In full and exactly, please return the records, but keep out the pictures.

[SOURCE DATA]

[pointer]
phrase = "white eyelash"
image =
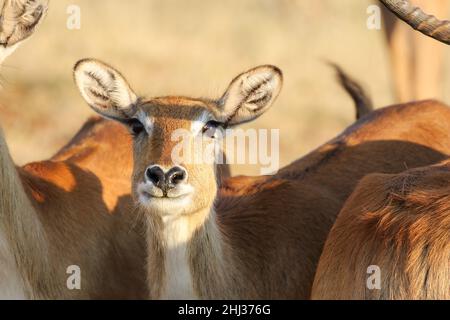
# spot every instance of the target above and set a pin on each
(197, 125)
(146, 120)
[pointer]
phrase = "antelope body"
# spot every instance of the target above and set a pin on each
(399, 223)
(254, 237)
(72, 210)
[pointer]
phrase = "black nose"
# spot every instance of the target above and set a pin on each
(168, 180)
(155, 175)
(175, 176)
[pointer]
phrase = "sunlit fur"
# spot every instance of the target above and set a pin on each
(74, 209)
(400, 223)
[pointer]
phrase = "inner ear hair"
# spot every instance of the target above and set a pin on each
(250, 94)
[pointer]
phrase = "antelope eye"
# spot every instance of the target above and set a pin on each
(211, 127)
(136, 127)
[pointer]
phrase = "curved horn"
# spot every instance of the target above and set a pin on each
(419, 20)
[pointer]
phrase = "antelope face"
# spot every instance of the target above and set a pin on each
(175, 138)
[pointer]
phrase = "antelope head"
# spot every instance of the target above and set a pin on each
(162, 182)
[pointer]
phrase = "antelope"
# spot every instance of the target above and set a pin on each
(398, 224)
(253, 237)
(71, 210)
(415, 75)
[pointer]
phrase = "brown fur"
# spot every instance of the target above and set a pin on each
(254, 237)
(75, 209)
(400, 223)
(266, 234)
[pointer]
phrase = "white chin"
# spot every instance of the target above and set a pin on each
(165, 205)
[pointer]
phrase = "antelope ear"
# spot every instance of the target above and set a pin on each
(105, 89)
(250, 94)
(19, 18)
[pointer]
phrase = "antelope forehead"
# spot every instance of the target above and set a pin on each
(199, 122)
(146, 120)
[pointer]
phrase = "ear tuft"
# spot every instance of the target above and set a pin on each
(19, 18)
(105, 89)
(250, 94)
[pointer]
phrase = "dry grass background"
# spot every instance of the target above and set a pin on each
(195, 48)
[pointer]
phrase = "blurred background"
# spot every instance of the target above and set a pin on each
(195, 48)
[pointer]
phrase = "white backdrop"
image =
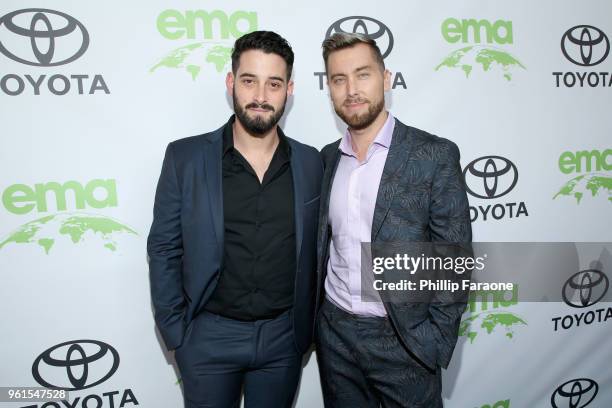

[/SOURCE DATA]

● **RESPONSE TO THE TASK**:
[pointer]
phrase = "white eyelash"
image =
# spot every instance of the target above and set a pin on each
(197, 125)
(146, 120)
[pointer]
phrase = "antelope body"
# spot every instance of the target above and set a pin on each
(399, 223)
(254, 237)
(72, 210)
[pointer]
phrase = "black nose"
# spot every instance of the target above and set a pin on each
(168, 180)
(155, 175)
(175, 176)
[pointer]
phrase = "sunlit fur"
# spot every instance of the target above and set a pin on each
(74, 209)
(400, 223)
[pointer]
phrase = "inner ear hair"
# spot every instance of the target above and set a pin on each
(250, 94)
[pointer]
phrase = "antelope eye"
# spot every instance of the target above and set a pin on each
(211, 127)
(136, 127)
[pointer]
phrase = "curved horn"
# spot every instance of the target above and set a pin on each
(419, 20)
[pointer]
phrase = "antelope face"
# spot every instance of the target above and set a pin on each
(175, 138)
[pointer]
phrase = "antelope head"
# spot every instance of the target above and set a pin on each
(162, 182)
[pointer]
phrase = "antelope"
# spot every instance of the target above and set a pin on each
(398, 224)
(253, 237)
(71, 210)
(415, 75)
[pointer]
phrase = "brown fur"
# spot every instance of the target above and set a pin on each
(254, 237)
(75, 209)
(400, 223)
(266, 234)
[pointer]
phrase = "white chin"
# spot every instance of the target above and set a pin on each
(165, 205)
[pointer]
phrase = "antelope ear"
# spot every instance of the target above and set a pin on each
(105, 89)
(250, 94)
(19, 18)
[pointer]
phrase = "antelope forehead"
# spot every instance of the target above and set a pin on each
(199, 122)
(146, 120)
[pointer]
phrase = "ear tuft"
# spot every instance of the target above and set a pin on each
(19, 18)
(105, 89)
(250, 94)
[pointer]
phrase = "dry grass background"
# spot every instance of the target above and set a pin on each
(195, 48)
[pointer]
phrase = "blurred background"
# spot every instance of the target above and set a pin on each
(195, 48)
[pointer]
phrase = "white backdrop"
image =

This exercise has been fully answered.